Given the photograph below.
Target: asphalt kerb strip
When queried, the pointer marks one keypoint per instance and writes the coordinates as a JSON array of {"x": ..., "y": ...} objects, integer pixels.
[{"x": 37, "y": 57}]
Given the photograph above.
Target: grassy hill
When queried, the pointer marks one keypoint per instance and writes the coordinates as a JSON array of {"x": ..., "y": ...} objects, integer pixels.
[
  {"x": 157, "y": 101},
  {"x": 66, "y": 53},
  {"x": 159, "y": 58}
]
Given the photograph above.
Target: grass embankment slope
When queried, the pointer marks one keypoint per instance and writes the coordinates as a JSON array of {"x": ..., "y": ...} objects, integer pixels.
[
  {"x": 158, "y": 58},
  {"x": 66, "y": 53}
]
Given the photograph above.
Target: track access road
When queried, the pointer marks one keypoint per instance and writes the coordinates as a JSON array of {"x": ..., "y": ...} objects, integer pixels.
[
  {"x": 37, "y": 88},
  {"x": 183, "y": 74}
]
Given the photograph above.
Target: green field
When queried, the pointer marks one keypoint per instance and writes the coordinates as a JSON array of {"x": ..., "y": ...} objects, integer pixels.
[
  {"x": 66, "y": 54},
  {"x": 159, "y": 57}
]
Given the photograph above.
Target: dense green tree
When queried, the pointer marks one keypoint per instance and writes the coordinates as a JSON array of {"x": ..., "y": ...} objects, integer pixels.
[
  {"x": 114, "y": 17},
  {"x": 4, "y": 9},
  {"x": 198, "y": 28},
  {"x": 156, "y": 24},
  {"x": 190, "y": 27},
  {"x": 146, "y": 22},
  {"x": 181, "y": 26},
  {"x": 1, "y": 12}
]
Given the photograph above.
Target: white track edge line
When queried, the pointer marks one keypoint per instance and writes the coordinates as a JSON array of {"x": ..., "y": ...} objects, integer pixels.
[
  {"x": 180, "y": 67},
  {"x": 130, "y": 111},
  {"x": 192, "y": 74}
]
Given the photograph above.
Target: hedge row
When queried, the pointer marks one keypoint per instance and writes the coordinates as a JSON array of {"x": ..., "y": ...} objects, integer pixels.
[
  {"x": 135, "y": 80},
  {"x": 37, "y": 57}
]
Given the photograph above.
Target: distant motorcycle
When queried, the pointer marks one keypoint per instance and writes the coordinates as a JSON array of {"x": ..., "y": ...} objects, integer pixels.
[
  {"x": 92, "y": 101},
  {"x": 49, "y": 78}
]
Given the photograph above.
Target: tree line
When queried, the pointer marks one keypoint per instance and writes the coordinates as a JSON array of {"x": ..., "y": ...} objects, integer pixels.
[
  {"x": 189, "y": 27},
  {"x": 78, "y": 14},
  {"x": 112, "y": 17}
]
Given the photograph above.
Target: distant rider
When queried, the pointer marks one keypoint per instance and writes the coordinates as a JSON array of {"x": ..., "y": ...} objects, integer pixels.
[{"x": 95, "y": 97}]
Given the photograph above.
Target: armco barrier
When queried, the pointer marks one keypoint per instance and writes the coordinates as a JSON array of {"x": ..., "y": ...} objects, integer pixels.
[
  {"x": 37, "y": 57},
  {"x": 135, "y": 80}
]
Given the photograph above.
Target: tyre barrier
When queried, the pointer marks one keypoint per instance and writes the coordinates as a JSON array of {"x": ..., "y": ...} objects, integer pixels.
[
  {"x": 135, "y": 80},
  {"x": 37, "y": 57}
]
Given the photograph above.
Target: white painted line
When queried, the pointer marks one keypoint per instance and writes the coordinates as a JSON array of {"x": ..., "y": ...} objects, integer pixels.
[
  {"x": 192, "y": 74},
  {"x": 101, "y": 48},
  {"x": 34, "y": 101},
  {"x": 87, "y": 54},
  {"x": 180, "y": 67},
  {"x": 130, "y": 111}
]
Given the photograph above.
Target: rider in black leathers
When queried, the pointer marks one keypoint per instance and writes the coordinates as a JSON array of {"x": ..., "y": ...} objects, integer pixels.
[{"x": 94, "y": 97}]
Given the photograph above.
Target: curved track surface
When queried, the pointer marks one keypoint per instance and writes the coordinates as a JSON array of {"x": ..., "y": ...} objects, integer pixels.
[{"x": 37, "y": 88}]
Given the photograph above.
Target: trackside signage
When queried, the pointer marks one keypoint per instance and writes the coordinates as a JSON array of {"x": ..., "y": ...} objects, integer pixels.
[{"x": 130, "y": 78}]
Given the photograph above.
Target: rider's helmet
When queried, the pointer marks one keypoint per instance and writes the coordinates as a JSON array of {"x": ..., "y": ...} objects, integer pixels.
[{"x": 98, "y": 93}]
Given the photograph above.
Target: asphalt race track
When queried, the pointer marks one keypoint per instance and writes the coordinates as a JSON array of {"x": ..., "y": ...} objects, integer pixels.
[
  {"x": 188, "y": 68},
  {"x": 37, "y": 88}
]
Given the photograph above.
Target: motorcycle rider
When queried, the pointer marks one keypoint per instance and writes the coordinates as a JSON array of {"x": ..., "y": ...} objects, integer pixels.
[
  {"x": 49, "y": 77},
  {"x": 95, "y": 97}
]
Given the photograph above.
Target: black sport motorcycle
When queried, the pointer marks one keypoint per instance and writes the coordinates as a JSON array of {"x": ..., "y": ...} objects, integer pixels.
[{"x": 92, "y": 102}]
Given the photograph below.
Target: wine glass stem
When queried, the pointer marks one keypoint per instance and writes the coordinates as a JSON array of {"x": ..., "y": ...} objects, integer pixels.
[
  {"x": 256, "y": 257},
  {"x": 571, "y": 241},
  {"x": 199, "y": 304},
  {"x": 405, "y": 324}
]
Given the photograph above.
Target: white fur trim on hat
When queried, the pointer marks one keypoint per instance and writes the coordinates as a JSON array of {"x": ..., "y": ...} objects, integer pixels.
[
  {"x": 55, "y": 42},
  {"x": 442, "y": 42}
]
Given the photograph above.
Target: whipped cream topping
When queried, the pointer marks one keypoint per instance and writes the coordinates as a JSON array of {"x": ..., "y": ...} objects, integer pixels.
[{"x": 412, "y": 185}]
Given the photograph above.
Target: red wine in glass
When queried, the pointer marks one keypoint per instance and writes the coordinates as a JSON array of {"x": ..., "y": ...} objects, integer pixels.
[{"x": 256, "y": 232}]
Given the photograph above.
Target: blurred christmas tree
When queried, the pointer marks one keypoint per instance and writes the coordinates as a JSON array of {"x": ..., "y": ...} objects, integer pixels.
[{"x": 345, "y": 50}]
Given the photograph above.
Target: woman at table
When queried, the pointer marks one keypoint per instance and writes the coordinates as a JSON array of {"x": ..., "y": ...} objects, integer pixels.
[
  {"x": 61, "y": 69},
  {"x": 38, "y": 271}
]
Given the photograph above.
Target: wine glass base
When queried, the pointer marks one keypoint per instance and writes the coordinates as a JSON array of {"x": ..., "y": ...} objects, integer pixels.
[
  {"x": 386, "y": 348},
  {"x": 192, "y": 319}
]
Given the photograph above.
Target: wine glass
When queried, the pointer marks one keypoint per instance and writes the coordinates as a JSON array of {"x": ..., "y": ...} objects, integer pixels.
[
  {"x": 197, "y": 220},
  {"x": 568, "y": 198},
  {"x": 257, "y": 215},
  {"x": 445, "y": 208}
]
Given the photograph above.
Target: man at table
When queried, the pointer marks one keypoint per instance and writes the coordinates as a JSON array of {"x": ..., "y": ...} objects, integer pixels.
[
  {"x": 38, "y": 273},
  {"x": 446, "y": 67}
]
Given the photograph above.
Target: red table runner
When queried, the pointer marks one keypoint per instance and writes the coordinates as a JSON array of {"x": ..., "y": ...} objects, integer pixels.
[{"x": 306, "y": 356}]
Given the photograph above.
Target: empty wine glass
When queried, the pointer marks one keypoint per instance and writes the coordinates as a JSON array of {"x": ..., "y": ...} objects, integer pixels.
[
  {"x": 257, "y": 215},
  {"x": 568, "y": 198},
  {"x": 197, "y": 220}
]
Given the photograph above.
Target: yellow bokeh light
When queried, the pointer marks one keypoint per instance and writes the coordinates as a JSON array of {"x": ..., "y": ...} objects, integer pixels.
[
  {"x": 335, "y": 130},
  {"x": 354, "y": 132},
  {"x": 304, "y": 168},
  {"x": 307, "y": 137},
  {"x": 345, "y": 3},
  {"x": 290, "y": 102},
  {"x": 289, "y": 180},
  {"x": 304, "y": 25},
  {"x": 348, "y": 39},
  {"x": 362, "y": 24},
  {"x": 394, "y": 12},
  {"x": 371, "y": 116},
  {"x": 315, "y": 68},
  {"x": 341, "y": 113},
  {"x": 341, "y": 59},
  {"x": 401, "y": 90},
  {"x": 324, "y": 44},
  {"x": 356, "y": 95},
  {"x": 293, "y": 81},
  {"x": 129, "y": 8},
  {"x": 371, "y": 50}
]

○ ○ ○ ○

**Detalles del ejercicio:** Extrae del material de arriba cada línea en la que aparezca la palabra "line".

**Resultado del ejercicio:**
Target: white track edge line
Target: tree line
Target: white painted line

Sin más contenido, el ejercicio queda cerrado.